> [The task]:
What the task needs is the data below, written out verbatim.

• • • • • • •

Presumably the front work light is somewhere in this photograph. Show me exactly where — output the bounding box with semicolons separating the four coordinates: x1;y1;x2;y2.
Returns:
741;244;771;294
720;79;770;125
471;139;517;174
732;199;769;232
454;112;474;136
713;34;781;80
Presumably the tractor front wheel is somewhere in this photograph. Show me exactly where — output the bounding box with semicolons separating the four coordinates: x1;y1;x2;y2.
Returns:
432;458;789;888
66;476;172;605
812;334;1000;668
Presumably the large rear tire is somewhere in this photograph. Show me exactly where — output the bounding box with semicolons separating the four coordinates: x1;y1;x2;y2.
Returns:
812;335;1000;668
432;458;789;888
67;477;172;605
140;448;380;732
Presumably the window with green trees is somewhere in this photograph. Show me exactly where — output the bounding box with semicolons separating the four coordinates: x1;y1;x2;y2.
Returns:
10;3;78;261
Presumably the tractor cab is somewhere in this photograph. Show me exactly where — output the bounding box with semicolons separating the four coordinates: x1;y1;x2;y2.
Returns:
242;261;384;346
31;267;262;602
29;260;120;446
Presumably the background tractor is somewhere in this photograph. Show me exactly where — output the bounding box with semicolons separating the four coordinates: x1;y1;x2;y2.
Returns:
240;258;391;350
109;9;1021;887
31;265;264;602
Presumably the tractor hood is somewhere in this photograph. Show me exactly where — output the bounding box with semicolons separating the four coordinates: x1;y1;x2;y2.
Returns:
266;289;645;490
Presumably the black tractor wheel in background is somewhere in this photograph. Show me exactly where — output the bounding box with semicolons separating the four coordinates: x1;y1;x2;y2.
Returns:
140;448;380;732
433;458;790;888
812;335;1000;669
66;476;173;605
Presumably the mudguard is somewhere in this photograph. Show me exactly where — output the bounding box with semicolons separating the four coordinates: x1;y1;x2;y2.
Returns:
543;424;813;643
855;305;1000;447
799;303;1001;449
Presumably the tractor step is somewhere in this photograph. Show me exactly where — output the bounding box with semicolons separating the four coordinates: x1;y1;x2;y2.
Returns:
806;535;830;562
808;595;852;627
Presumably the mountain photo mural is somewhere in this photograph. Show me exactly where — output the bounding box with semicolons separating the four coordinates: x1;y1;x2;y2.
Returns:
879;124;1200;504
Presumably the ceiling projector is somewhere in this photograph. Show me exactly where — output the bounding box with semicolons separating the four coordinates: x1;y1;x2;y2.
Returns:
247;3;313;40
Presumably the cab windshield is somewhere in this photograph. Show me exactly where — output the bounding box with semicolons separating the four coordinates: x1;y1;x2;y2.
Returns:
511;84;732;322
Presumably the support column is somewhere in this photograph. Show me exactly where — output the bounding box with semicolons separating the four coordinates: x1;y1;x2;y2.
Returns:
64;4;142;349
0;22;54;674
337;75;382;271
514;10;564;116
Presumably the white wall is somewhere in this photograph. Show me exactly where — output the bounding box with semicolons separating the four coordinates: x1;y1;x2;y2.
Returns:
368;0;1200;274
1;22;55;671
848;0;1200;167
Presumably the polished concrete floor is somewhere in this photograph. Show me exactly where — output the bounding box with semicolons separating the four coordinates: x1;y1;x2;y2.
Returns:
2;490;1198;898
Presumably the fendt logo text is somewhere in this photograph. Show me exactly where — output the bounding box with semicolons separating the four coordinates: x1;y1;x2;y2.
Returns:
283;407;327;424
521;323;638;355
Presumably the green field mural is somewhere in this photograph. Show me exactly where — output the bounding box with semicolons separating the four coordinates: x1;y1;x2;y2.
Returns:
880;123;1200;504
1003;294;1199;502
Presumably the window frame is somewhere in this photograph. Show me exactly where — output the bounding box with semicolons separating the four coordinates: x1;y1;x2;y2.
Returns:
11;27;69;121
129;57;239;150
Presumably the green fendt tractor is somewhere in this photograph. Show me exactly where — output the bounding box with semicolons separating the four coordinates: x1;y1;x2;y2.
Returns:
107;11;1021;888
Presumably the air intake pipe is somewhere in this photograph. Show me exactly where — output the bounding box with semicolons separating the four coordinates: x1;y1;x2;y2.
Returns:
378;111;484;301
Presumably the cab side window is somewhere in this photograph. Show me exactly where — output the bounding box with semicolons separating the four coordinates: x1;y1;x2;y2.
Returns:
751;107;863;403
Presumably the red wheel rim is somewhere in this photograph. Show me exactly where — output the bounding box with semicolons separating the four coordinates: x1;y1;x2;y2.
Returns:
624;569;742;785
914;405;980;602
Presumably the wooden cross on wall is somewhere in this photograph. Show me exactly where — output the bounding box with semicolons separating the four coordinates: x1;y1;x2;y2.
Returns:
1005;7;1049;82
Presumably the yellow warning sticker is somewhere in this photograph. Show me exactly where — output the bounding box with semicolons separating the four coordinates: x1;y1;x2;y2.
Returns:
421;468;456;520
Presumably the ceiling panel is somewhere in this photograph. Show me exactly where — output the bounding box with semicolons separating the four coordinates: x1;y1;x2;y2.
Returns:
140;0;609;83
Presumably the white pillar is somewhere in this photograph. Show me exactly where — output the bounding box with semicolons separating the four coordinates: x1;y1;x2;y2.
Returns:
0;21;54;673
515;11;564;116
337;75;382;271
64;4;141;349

• • • • • • •

> [Answer for the task]:
Presumably the front work light is somewhere in this photograph. Show me exactly where — output the bounding box with semicolons separating the four coordinates: x1;y1;x2;y2.
Returns:
741;244;771;294
720;79;770;125
471;139;517;174
732;199;769;232
454;112;474;136
713;34;781;80
Presumably the tractor front wheel is somewhere in this photograph. Show me exactly where — output the bounding box with semicolons separating the four coordinates: x1;y1;x2;y2.
Returns:
432;458;789;888
66;476;172;605
812;334;1000;668
Presumably the large rear tire is somewhere in this photograph. Show me exactly where — output the bounding box with semicolons separating the four coordinates: x1;y1;x2;y2.
Returns:
812;335;1000;668
432;458;789;888
67;477;172;605
140;448;380;732
Presumably the window with green trees is somewhere in this photograph. Show me exactly where — output the bounding box with semicolons separating the four coordinates: x1;y1;x2;y2.
Returns:
10;3;78;261
Presumably the tractor cab is somewhere in this photograph. Show me exactly where — output the bounding box with semicolons separating the four coordinates: x1;y1;x2;y2.
Returns:
242;261;384;346
31;267;262;602
29;260;120;446
Presumably the background tractor is somewhere in this photograph. Show me exactly where — output the bounding box with semicolons separating the four coordinates: x1;y1;x2;y2.
Returns:
240;258;391;350
109;9;1021;887
31;265;264;602
Presumably the tractor hood is somewhere in this photograph. Show me exactly where — output the bounding box with semicolons separating the four coordinates: x1;y1;x2;y2.
Returns:
266;289;645;490
Presumably the black tractor wheel in background is somewhere in this photograph. Show me exactly where — output the bounding box with semicolons separating the four coordinates: x1;y1;x2;y2.
Returns:
140;448;380;732
433;458;790;888
812;335;1000;669
66;476;173;605
Presumably the mudguard is somewhere in this photograph. Show me exactly where — output the bounding box with semicolons separating the four coordinates: x1;y1;x2;y2.
Returns:
543;424;813;643
855;305;1000;447
799;303;1001;449
Presumably the tractor step is somewhere in this photograph. Show me exactly where — output the bounding box with semicolons separating the four coordinates: x1;y1;x2;y2.
Returns:
806;535;830;562
808;595;852;627
Presumably the mountain photo mural is somewhere in this photograph. Show me exactly where — output the bounding box with semicolons separating the four coordinates: x1;y1;x2;y2.
Returns:
879;124;1200;504
Presumably the ceiling projector is somewhere in this photograph. Show me exactly where — output the bounding box with semicolons separating the four coordinates: x1;y1;x2;y2.
Returns:
247;3;313;40
Presumably the cab windshield is somewhere in this photograph. Show me exactly where — output the bounding box with semicolons separating the four coordinates: x1;y1;x2;y2.
Returns:
511;84;732;322
Presumably the support column is somewhere in this photograph. Show me exactly where — output the bounding box with semicolons separating the four coordinates: x1;y1;x2;y2.
Returns:
64;4;142;349
0;22;54;674
337;75;382;271
514;10;564;116
Presumably the white wall is somewhere in this photograph. Show me exactly where — output the bounding box with semicolons separating the four coordinates: x1;y1;x2;y2.
Returns:
368;0;1200;274
1;22;55;671
848;0;1200;167
Presumably the polished concrete floor is somewhere in this photograph. Show me exactly where — output the bounding box with semicolons separating the four coordinates: x1;y1;x2;y2.
Returns:
2;490;1198;898
Presumably the fendt logo text is somewhere in this photograph. Show me exactly where — output the bounding box with semicolons separating the four coordinates: x1;y1;x2;y2.
Returns:
283;407;327;424
521;323;638;355
Presumably the green field mural is somewhere in this photograph. Show me exactly where — output the bounding box with semicolons separating the four coordinates: x1;y1;x2;y2.
Returns:
880;123;1200;504
1003;294;1199;502
Presumably the window frame is somewhere in this photograph. Show me exactly where — output the bounding box with semicolons separating the four coordinates: x1;y1;x2;y2.
Returns:
11;27;69;121
129;57;239;150
Presumably the green fendt tractor is somewhere in this photograph. Show me exactly where — output the bounding box with semicolons separating the four coordinates: x1;y1;x2;y2.
Returns:
107;11;1021;888
Presumably the air intake pipe is somewhere in this photograph. Show me exactly where — output the bounding box with semicolons separating the four coordinates: x1;y1;x2;y2.
Returns:
378;111;484;301
Presumably the cab side window is somewhere in this photograph. Show me exactly where — output the bounding box with semicolons separating the four coordinates: x1;y1;x2;y2.
Returns:
751;107;863;403
Presumably the red wheel rim is somewhere in this photograph. Show me exactly where — output the bounding box with semicolons separating the four coordinates: x1;y1;x2;y2.
Returns:
624;569;742;785
914;405;980;602
Presumably the wooden cross on wall is somewhere in this photograph. Show me exactly where — output the bounding box with semicolons separating the four coordinates: x1;y1;x2;y2.
Returns:
1005;7;1049;82
Presumably the yellow warning sticker is somewhere in this photograph. Show me exactly where — output the bounding box with semicolons separating the four coordinates: x1;y1;x2;y2.
Returns:
421;468;456;520
Presumably the ceiling panel is somewhere in this photograph. Show me exactly where — output the bounding box with semicolons separating the four coordinates: x1;y1;x2;y2.
Returns:
140;0;609;83
Presumably the white pillar is somewhere in this photograph. Show me exactly where — output the bounding box with semicolons separating the four coordinates: x1;y1;x2;y2.
Returns:
0;21;54;673
515;11;564;116
337;75;382;271
64;4;141;349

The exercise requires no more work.